• [Task to complete]:
Here is the task for the records below: repeat exactly the lines from the one with "TARGET: blurred background" to the one with "TASK: place one marker for each instance of the curled", both included, and nothing else.

(Point localization data)
-- -- --
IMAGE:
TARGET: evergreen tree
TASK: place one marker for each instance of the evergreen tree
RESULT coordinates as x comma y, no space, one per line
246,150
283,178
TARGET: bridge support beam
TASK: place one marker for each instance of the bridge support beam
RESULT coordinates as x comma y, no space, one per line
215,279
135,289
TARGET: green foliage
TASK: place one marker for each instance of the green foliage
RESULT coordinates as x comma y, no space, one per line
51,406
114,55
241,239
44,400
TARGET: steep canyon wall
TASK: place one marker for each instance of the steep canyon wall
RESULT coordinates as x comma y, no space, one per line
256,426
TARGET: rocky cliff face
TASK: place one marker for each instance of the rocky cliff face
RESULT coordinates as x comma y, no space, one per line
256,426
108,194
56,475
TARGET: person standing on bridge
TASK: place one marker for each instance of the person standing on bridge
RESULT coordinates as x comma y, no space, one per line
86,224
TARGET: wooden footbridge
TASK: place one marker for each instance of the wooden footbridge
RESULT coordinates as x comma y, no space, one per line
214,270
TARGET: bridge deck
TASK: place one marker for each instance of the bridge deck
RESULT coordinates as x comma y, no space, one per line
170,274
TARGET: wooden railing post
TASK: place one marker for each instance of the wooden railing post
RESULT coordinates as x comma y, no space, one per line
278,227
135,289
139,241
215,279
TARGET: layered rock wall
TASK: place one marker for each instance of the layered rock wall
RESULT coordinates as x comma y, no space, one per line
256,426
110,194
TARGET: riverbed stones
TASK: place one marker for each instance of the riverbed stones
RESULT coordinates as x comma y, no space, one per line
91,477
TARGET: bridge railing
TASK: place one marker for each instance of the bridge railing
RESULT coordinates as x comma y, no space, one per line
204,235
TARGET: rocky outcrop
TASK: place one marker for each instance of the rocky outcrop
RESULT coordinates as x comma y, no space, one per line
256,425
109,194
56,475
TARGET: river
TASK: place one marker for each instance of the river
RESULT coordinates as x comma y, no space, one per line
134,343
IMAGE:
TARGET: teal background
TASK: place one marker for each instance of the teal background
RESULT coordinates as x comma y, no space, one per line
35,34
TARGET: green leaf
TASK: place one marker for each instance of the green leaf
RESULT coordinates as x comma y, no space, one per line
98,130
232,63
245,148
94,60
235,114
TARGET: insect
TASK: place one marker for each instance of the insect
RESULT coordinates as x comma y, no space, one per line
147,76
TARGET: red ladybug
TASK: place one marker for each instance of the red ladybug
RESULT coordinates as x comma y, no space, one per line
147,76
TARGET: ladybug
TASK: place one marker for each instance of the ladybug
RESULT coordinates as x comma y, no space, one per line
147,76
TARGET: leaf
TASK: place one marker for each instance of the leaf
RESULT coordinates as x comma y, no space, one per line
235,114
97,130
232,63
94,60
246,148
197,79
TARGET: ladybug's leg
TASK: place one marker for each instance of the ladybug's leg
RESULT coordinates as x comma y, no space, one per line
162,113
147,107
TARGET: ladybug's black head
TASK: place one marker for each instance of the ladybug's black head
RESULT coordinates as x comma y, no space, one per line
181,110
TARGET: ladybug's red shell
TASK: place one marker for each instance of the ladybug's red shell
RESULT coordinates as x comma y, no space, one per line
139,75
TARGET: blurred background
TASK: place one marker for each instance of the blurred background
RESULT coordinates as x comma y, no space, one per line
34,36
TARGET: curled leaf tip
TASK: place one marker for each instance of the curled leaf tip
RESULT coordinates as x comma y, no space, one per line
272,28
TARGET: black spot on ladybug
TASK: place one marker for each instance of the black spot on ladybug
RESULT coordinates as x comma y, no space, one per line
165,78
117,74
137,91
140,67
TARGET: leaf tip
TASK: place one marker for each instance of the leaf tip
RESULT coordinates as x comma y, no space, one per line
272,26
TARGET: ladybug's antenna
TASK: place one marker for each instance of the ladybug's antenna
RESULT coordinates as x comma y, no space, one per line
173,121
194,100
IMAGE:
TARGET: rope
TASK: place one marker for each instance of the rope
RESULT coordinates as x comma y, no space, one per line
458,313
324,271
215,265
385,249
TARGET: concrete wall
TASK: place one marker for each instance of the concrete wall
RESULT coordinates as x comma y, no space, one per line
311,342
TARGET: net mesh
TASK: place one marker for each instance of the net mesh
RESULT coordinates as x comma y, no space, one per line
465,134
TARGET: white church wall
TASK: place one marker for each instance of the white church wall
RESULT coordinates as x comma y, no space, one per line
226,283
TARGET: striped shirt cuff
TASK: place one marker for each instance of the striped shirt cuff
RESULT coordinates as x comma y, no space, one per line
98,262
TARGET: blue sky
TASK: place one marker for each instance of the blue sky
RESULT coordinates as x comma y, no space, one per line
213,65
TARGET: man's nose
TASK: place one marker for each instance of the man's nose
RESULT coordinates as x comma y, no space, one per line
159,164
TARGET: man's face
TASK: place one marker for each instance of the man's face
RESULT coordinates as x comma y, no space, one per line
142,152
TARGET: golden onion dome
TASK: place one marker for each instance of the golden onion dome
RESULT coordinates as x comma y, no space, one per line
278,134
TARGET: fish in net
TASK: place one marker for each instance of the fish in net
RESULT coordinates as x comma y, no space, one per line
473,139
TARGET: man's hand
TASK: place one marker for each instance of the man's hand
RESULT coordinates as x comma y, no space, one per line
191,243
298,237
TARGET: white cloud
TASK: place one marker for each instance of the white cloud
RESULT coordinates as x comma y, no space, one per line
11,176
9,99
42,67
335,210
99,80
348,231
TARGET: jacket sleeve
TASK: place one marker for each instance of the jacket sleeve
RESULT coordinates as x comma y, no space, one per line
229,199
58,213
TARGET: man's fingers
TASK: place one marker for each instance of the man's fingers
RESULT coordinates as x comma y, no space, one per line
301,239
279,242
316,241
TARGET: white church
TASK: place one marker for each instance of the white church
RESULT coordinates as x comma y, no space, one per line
-- -- --
• [Task solution]:
TARGET: blurred background
TASK: place one marker for each instance of the blurred background
RESULT coordinates as x comma y, no space, one per line
34,36
TARGET: curled leaf tip
TASK: place one marker for each instance of the curled leaf tip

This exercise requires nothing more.